# Provided entries:
________________________________________

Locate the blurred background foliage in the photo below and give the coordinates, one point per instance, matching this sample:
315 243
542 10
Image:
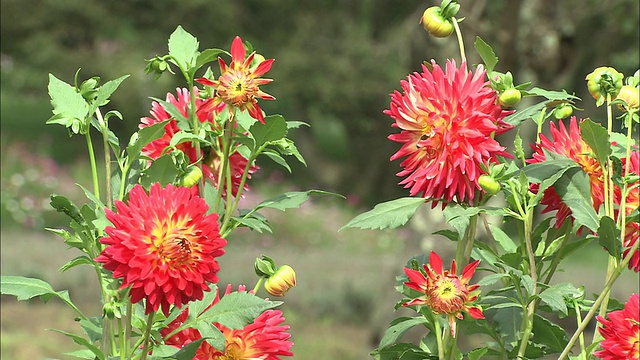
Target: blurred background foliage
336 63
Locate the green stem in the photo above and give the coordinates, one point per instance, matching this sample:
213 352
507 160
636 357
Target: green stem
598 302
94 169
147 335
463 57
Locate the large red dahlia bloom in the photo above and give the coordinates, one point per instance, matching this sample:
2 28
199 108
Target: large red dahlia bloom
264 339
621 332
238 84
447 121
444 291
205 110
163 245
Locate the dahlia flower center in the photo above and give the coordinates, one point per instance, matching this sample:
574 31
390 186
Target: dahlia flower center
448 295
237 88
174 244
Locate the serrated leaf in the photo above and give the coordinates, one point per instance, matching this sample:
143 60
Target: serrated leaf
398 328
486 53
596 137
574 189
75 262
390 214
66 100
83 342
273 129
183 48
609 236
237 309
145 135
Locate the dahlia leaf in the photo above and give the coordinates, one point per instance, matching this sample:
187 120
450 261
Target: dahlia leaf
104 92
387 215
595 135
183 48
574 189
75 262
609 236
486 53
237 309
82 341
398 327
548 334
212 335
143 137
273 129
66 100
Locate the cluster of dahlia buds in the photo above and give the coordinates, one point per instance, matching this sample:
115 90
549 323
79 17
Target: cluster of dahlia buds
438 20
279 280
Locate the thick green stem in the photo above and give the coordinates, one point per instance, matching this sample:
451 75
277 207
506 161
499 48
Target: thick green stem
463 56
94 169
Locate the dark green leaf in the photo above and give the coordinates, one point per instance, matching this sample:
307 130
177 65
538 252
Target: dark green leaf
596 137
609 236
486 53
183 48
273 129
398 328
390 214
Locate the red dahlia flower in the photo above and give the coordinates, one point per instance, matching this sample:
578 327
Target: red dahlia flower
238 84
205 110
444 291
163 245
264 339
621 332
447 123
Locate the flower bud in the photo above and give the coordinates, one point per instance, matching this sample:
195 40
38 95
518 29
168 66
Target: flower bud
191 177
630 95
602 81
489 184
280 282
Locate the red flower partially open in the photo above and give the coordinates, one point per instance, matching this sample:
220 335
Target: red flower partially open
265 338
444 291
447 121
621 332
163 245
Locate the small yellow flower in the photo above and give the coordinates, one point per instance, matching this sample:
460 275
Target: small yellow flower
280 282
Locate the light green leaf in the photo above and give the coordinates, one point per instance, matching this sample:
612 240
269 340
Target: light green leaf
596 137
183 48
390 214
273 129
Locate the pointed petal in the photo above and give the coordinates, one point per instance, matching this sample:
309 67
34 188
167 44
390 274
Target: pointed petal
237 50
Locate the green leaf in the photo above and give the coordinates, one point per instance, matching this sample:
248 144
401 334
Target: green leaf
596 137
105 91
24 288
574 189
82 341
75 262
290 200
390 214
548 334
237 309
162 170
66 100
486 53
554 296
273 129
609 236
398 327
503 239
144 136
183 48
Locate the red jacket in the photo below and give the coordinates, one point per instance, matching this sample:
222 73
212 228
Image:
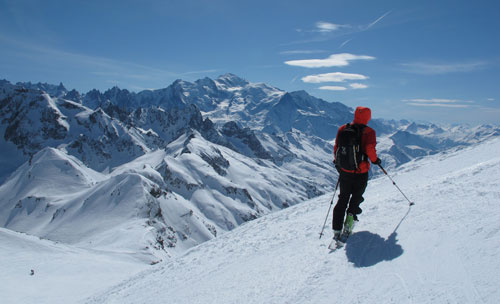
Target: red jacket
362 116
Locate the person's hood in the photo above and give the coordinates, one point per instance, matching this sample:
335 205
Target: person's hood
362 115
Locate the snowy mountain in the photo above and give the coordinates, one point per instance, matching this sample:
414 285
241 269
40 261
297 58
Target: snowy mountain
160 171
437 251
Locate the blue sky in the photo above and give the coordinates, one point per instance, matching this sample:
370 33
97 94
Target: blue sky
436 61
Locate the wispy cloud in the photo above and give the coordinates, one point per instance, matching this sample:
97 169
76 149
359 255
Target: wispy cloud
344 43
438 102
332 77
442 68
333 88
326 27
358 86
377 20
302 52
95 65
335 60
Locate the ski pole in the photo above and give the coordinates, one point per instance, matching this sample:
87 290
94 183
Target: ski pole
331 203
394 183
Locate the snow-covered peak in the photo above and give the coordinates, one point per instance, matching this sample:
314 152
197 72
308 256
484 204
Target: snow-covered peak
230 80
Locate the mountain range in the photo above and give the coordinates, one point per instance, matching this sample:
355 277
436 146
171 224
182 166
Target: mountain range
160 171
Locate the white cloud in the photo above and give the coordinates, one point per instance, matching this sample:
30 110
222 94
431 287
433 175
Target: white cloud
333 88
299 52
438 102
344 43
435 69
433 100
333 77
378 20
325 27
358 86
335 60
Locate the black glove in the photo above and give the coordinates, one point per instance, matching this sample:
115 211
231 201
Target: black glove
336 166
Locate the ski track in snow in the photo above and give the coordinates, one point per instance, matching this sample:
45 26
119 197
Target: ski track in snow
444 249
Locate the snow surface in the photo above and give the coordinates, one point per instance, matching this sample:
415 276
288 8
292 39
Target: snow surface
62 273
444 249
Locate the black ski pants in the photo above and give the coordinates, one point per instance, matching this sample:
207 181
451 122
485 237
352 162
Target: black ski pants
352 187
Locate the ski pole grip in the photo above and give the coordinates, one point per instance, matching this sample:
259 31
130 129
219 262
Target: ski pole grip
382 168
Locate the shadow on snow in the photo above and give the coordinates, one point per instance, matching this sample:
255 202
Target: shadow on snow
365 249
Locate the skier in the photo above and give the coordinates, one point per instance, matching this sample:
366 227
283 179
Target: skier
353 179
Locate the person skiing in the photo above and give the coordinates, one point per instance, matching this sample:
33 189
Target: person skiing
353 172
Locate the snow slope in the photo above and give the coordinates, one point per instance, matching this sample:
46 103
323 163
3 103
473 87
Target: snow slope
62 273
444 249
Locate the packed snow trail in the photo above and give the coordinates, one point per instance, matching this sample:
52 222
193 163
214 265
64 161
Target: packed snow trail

________________________________________

# Written problem:
Convert every line of the records above into a Markdown table with the columns "Row" and "Line", numbering the rows in order and skipping blank lines. Leave the pictures out of the table.

# Output of the task:
| Row | Line |
|---|---|
| 1 | Locate the blurred background foliage in the photo below and give the coordinates, one point per instance, matching this sample: |
| 2 | 315 243 |
| 3 | 542 10 |
| 4 | Image: |
| 5 | Target: blurred background foliage |
| 6 | 336 63 |
| 7 | Locate the green stem in the photo above and give the coordinates, one point per instance, matching this sample: |
| 8 | 213 352 |
| 9 | 507 160 |
| 10 | 636 357 |
| 11 | Target: green stem |
| 12 | 598 302 |
| 13 | 94 169 |
| 14 | 147 335 |
| 15 | 463 57 |
| 16 | Locate the large red dahlia bloom in the photo above and give the coordinates, one point per instance, matching this sample: |
| 17 | 2 28 |
| 18 | 199 108 |
| 19 | Target: large red dahlia bloom |
| 20 | 264 339 |
| 21 | 621 332 |
| 22 | 238 84 |
| 23 | 447 121 |
| 24 | 444 291 |
| 25 | 205 110 |
| 26 | 163 245 |
| 27 | Locate the dahlia flower center in the photo above and give the coordinates, one point per instance, matching this sample: |
| 28 | 574 31 |
| 29 | 390 186 |
| 30 | Target: dahlia flower center |
| 31 | 448 295 |
| 32 | 237 88 |
| 33 | 174 244 |
| 34 | Locate the serrated leaf in the photo above and give the coordinates, one point per instance, matching this sample: |
| 35 | 143 60 |
| 36 | Target: serrated leaf |
| 37 | 398 328 |
| 38 | 486 53 |
| 39 | 596 137 |
| 40 | 574 189 |
| 41 | 75 262 |
| 42 | 390 214 |
| 43 | 66 100 |
| 44 | 83 342 |
| 45 | 273 129 |
| 46 | 183 48 |
| 47 | 609 236 |
| 48 | 237 309 |
| 49 | 145 135 |
| 50 | Locate the dahlia leaf in the photo above and give the coordinates, one point per instance, matching this sample: |
| 51 | 187 120 |
| 52 | 450 261 |
| 53 | Target: dahlia leaf |
| 54 | 104 92 |
| 55 | 387 215 |
| 56 | 595 135 |
| 57 | 183 48 |
| 58 | 574 189 |
| 59 | 75 262 |
| 60 | 609 236 |
| 61 | 486 53 |
| 62 | 237 309 |
| 63 | 82 341 |
| 64 | 398 327 |
| 65 | 548 334 |
| 66 | 212 335 |
| 67 | 143 137 |
| 68 | 273 129 |
| 69 | 66 100 |
| 70 | Locate the cluster of dahlia buds in the photo above and give the coordinates, one point per instance, matching this sample: |
| 71 | 115 90 |
| 72 | 549 323 |
| 73 | 79 17 |
| 74 | Target: cluster of dahlia buds |
| 75 | 438 20 |
| 76 | 279 280 |
| 77 | Locate the thick green stem in the photo above and give the coordinates, one point per instance, matching this sample: |
| 78 | 451 75 |
| 79 | 277 207 |
| 80 | 506 161 |
| 81 | 499 48 |
| 82 | Target: thick green stem |
| 83 | 463 56 |
| 84 | 94 169 |
| 85 | Locate the dark green leaf in the photo above and give the coordinates, one point per instance, matching this sample: |
| 86 | 307 130 |
| 87 | 177 65 |
| 88 | 538 252 |
| 89 | Target: dark green leaf |
| 90 | 596 137 |
| 91 | 609 236 |
| 92 | 486 53 |
| 93 | 183 48 |
| 94 | 273 129 |
| 95 | 398 328 |
| 96 | 390 214 |
| 97 | Locate the red dahlia flower in the photo above and give the coordinates, one point per instance, matching this sample: |
| 98 | 578 327 |
| 99 | Target: red dahlia flower |
| 100 | 238 84 |
| 101 | 205 110 |
| 102 | 444 291 |
| 103 | 163 245 |
| 104 | 264 339 |
| 105 | 621 332 |
| 106 | 447 123 |
| 107 | Locate the flower bud in the photo above and give the coordinates, one point per instance, matching this sample: |
| 108 | 195 40 |
| 109 | 38 95 |
| 110 | 518 29 |
| 111 | 168 66 |
| 112 | Target: flower bud |
| 113 | 191 177 |
| 114 | 630 95 |
| 115 | 602 81 |
| 116 | 489 184 |
| 117 | 280 282 |
| 118 | Locate the red flower partially open in the photo above and give the coordinates, one point per instance, matching this sample: |
| 119 | 220 335 |
| 120 | Target: red flower partially open |
| 121 | 265 338 |
| 122 | 444 291 |
| 123 | 447 121 |
| 124 | 621 332 |
| 125 | 163 245 |
| 126 | Locate the small yellow flower in the photo above and give the coordinates, one point per instance, matching this sample: |
| 127 | 460 275 |
| 128 | Target: small yellow flower |
| 129 | 280 282 |
| 130 | Locate the light green leaf in the photo above and give the coordinates, one point per instance, matching this sample: |
| 131 | 612 240 |
| 132 | 269 340 |
| 133 | Target: light green leaf |
| 134 | 596 137 |
| 135 | 183 48 |
| 136 | 390 214 |
| 137 | 273 129 |
| 138 | Locate the pointed petal in the photo above and give the coordinates, one point per instance, matching this sample: |
| 139 | 309 67 |
| 140 | 34 188 |
| 141 | 167 44 |
| 142 | 390 274 |
| 143 | Target: pointed petal |
| 144 | 237 50 |
| 145 | Locate the green leaf in the photo above and give the coordinates, one point per instance, matching this sample: |
| 146 | 248 144 |
| 147 | 401 334 |
| 148 | Target: green leaf |
| 149 | 596 137 |
| 150 | 105 91 |
| 151 | 24 288 |
| 152 | 574 189 |
| 153 | 82 341 |
| 154 | 75 262 |
| 155 | 290 200 |
| 156 | 390 214 |
| 157 | 548 334 |
| 158 | 237 309 |
| 159 | 162 170 |
| 160 | 66 100 |
| 161 | 486 53 |
| 162 | 554 296 |
| 163 | 273 129 |
| 164 | 609 236 |
| 165 | 398 327 |
| 166 | 503 239 |
| 167 | 144 136 |
| 168 | 183 48 |
| 169 | Locate the red jacket in the photo below and give the coordinates, one point per instance, matching this sample: |
| 170 | 222 73 |
| 171 | 212 228 |
| 172 | Image: |
| 173 | Target: red jacket |
| 174 | 362 116 |
| 175 | Locate the person's hood in the photo above and give the coordinates, one point per instance, matching this sample: |
| 176 | 335 205 |
| 177 | Target: person's hood |
| 178 | 362 115 |
| 179 | Locate the snowy mountain in the photo above and give the coordinates, one point per instance, matching this sample: |
| 180 | 414 285 |
| 181 | 241 269 |
| 182 | 40 261 |
| 183 | 297 58 |
| 184 | Target: snowy mountain |
| 185 | 160 171 |
| 186 | 437 251 |
| 187 | Locate the blue sky in the photo above and give the coordinates, one point per instance, matching this sample: |
| 188 | 370 33 |
| 189 | 97 94 |
| 190 | Target: blue sky |
| 191 | 436 61 |
| 192 | Locate the wispy cloud in the photo above and give the coordinates, one point per instance, matching this sample: |
| 193 | 97 169 |
| 194 | 76 149 |
| 195 | 359 255 |
| 196 | Target: wispy cloud |
| 197 | 344 43 |
| 198 | 438 102 |
| 199 | 332 77 |
| 200 | 442 68 |
| 201 | 333 88 |
| 202 | 326 27 |
| 203 | 358 86 |
| 204 | 377 20 |
| 205 | 302 52 |
| 206 | 95 65 |
| 207 | 335 60 |
| 208 | Locate the ski pole in the photo above and give the coordinates, one point per instance, matching this sample: |
| 209 | 87 290 |
| 210 | 94 183 |
| 211 | Target: ski pole |
| 212 | 331 203 |
| 213 | 394 183 |
| 214 | Locate the snow-covered peak in the photo above and give the coordinates, one point per instance, matching this sample: |
| 215 | 314 152 |
| 216 | 197 72 |
| 217 | 308 256 |
| 218 | 484 204 |
| 219 | Target: snow-covered peak |
| 220 | 230 80 |
| 221 | Locate the mountain range in the photo above and give the coordinates, one point per instance, matching this sample: |
| 222 | 355 277 |
| 223 | 436 146 |
| 224 | 171 224 |
| 225 | 182 166 |
| 226 | Target: mountain range |
| 227 | 160 171 |
| 228 | Locate the white cloud in the photo above and give the coordinates, one point per instance, matching this sample: |
| 229 | 30 110 |
| 230 | 222 94 |
| 231 | 431 287 |
| 232 | 433 175 |
| 233 | Target: white cloud |
| 234 | 333 88 |
| 235 | 299 52 |
| 236 | 438 102 |
| 237 | 344 43 |
| 238 | 435 69 |
| 239 | 433 100 |
| 240 | 333 77 |
| 241 | 378 20 |
| 242 | 325 27 |
| 243 | 358 86 |
| 244 | 335 60 |
| 245 | Locate the black glove in the photo above and give the coordinates, one point per instance, matching this sample: |
| 246 | 115 211 |
| 247 | 231 201 |
| 248 | Target: black glove |
| 249 | 336 166 |
| 250 | Locate the ski track in snow in the photo above and give the coordinates, one point per instance, matching this sample: |
| 251 | 45 26 |
| 252 | 119 197 |
| 253 | Target: ski track in snow |
| 254 | 444 249 |
| 255 | Locate the snow surface in the photo above and give the coordinates, one point per instance, matching this sample: |
| 256 | 415 276 |
| 257 | 288 8 |
| 258 | 292 39 |
| 259 | Target: snow surface |
| 260 | 62 273 |
| 261 | 444 249 |
| 262 | Locate the black ski pants in the photo above and give the coordinates, one point per instance, matching this sample: |
| 263 | 207 181 |
| 264 | 451 122 |
| 265 | 485 237 |
| 266 | 352 162 |
| 267 | Target: black ski pants |
| 268 | 352 187 |
| 269 | Locate the ski pole grip in the photo above and give the coordinates, one point per instance, matching this sample: |
| 270 | 259 31 |
| 271 | 130 129 |
| 272 | 219 262 |
| 273 | Target: ski pole grip |
| 274 | 382 168 |
| 275 | Locate the shadow on snow in the photo above and give the coordinates, one point per instance, matching this sample: |
| 276 | 255 202 |
| 277 | Target: shadow on snow |
| 278 | 365 249 |
| 279 | Locate the skier in the photo above and give the coordinates, one point per instance, matching this sample: |
| 280 | 366 227 |
| 281 | 283 179 |
| 282 | Target: skier |
| 283 | 353 179 |
| 284 | Locate the person skiing in the photo above and give the coordinates, one point per instance, matching this sample: |
| 285 | 33 189 |
| 286 | Target: person skiing |
| 287 | 353 172 |
| 288 | Locate the snow slope in the photo above and give the coordinates, one point per instance, matching this sample: |
| 289 | 46 103 |
| 290 | 323 163 |
| 291 | 3 103 |
| 292 | 473 87 |
| 293 | Target: snow slope |
| 294 | 62 273 |
| 295 | 444 249 |
| 296 | Locate the packed snow trail in the photo above and give the coordinates, one point per instance, matching this sample: |
| 297 | 52 222 |
| 298 | 193 163 |
| 299 | 214 265 |
| 300 | 64 161 |
| 301 | Target: packed snow trail |